Output every line of the items below verbatim, leaving out the pictures.

(Data records)
=-=-=
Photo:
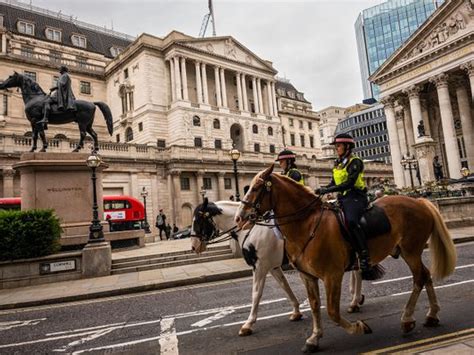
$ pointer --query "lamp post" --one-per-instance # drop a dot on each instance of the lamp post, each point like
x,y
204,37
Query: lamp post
=-=-=
# Answer to the problem:
Photo:
$ pointer --query "lamp post" --one-per-instance # drop a dot on each instance of the lamp post, each point like
x,y
204,37
Query: lamp post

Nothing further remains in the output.